> _Task goal_
What you return has to match the listing below line for line.

> _Information provided_
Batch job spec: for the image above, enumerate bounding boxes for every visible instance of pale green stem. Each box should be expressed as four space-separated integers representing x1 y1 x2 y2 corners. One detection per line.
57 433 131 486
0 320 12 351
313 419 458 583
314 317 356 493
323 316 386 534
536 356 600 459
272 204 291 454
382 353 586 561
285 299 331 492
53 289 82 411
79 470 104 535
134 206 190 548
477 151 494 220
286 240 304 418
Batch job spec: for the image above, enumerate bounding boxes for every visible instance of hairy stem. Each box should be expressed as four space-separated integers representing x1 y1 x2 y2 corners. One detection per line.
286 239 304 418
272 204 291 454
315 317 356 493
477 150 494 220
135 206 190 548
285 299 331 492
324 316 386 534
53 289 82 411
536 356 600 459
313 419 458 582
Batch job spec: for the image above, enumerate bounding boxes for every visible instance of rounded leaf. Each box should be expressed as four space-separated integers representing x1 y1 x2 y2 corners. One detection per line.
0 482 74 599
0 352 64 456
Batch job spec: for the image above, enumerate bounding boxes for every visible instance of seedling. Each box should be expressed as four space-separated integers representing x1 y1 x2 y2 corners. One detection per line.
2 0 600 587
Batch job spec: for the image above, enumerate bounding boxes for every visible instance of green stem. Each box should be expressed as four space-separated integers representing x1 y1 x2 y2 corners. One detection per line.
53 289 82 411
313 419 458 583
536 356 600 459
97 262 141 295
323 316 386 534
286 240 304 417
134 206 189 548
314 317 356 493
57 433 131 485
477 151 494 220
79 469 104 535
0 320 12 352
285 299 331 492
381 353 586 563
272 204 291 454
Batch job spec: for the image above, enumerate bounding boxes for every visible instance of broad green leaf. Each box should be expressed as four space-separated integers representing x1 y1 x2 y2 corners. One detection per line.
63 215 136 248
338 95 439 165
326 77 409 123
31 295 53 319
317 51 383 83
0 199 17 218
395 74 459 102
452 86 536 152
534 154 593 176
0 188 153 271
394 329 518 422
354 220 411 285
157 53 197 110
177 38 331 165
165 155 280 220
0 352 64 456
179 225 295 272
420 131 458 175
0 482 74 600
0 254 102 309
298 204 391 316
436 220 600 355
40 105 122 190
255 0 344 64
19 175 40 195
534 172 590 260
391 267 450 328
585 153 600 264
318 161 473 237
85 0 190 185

> _Task result_
Batch job spec: for the image above, enumerate bounding boxes for every visible instance of pale green stem. Each box should be expressed as four space-separated integers representing x1 y1 x2 y2 corners. One detection per line.
57 433 131 486
0 320 12 351
313 419 458 583
314 317 356 493
323 316 386 534
536 356 600 459
272 204 291 454
382 353 586 561
285 299 331 492
53 289 82 411
79 470 104 535
134 206 190 548
477 151 494 220
286 240 304 418
Batch job spec: for the image above, enumerate bounding boxes for every visible instance of hairy stem. Each box should be expressed as four space-separated integers representing x1 y1 x2 y2 corners. One detection per line.
286 239 304 418
272 204 291 454
315 317 356 493
477 150 494 220
135 206 190 548
285 299 331 492
324 316 386 534
53 289 82 411
536 356 600 459
313 419 458 582
Batch job spec: for the image above, enumerate bounding boxes for every visible instance of rounded leaf. Each box should be expressed as four space-separated integers representing x1 y1 x2 y2 corners. One detection per line.
0 482 74 599
0 352 64 456
Batch job spec: for the image above, enumerate bounding boxes for every visible instance of seedling. Each box should be expressed as four space-separated integers representing x1 y1 x2 y2 corners. One detection per line.
2 0 600 587
Batch job spec: for the image above, enumerate bounding boxes for every visible instance of green stem. Each box should be expressed as four space-separated integers representing x1 y1 x2 y2 corners. One detection per line.
53 289 82 411
313 419 458 583
536 356 600 459
97 262 141 295
323 316 386 534
286 240 304 417
134 206 189 548
314 317 356 493
57 433 131 485
477 151 494 220
79 469 104 535
0 320 12 352
285 299 331 492
381 353 586 563
272 204 291 454
Batch job spec: for the image above, enumerate bounding boxes for every visible instance of broad green leaf. Each box should be expressed as four space-separated integers representing x1 y1 x2 y2 corners. One detection per line.
63 215 136 248
338 95 439 165
326 77 409 123
31 295 53 319
317 51 383 83
0 199 17 218
395 74 459 102
452 86 536 152
534 154 593 176
0 188 153 271
394 329 518 422
354 220 411 285
157 53 197 110
177 38 331 165
165 155 280 220
0 352 64 456
179 225 295 272
420 131 458 175
0 482 74 600
0 254 102 309
298 204 391 316
436 220 600 355
40 105 122 190
255 0 344 64
19 175 40 195
534 172 590 260
391 267 450 328
585 153 600 264
318 161 473 237
85 0 190 185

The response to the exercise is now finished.